*ACTIVITY:*
Your answer should be an exact copy of the data.

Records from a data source
-.-.-

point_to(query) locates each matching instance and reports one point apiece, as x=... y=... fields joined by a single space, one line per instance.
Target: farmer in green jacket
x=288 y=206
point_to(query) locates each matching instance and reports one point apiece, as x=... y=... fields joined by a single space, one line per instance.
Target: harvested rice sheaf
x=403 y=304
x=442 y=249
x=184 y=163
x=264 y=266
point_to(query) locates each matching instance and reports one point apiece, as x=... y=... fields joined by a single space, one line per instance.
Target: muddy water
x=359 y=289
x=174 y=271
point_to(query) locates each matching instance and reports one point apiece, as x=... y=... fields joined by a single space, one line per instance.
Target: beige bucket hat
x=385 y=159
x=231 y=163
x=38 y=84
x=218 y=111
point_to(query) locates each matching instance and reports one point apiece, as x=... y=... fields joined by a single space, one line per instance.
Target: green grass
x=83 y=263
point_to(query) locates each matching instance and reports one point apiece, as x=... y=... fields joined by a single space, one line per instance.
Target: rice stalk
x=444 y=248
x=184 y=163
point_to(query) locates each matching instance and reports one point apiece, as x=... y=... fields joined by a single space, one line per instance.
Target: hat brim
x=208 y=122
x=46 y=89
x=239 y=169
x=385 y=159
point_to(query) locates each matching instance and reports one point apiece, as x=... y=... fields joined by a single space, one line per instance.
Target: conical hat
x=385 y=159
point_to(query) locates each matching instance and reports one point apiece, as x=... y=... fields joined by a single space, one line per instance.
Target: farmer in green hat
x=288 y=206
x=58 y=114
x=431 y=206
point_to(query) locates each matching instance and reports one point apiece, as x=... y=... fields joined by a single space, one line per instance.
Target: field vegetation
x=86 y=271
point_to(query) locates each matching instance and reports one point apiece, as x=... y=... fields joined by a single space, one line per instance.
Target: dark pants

-.-.-

*EXERCISE RESPONSE:*
point_to(query) locates each matching instance and reports one point apiece, as x=... y=... fields joined by a single space, one line per instance.
Target: farmer in green jacket
x=288 y=206
point_to(query) locates each matching instance and reports one point apiece, as x=... y=... fields joined by a single space, one line per instance.
Target: harvested rice sheaf
x=403 y=304
x=442 y=249
x=184 y=163
x=264 y=266
point_to(query) locates each matching instance and reports one point apiece, as x=... y=... fields joined by a single space, one line per instance.
Target: muddy water
x=359 y=289
x=174 y=271
point_to(query) locates each matching instance and reports one point apiece, as x=... y=... fields joined by a single space, one line per instance.
Target: beige bucket hat
x=385 y=159
x=231 y=163
x=38 y=84
x=218 y=111
point_to(query) locates each matching instance and reports one point apiece, as x=... y=... fields joined by a single space, one line per instance.
Target: green grass
x=83 y=263
point_to(query) locates each matching instance and reports one point apiece, as x=... y=... fields joined by a single space, one line per instance.
Target: rice stalk
x=444 y=248
x=184 y=163
point_to(query) locates each matching instance and reports one point apiece, as x=... y=... fields joined by a single space, one line per instance.
Target: hat brim
x=208 y=122
x=46 y=89
x=239 y=169
x=385 y=159
point_to(query) locates each matching instance and reports one point apiece, as x=... y=... fields joined by a single space, one line per instance.
Target: conical hat
x=385 y=159
point_to(query) locates each matching instance and reports one point apiece, as x=... y=... fields joined by a single space, one line per instance.
Target: farmer in green hat
x=288 y=206
x=58 y=114
x=431 y=206
point_to(query) locates each matching instance and reports one point apiece, as x=... y=... fields joined by a single space, one line per instance.
Target: field vegetation
x=86 y=271
point_to(query) locates each matching instance and reports one point apiece, as x=... y=... fields joined by a single space, one line per instance.
Target: dark pants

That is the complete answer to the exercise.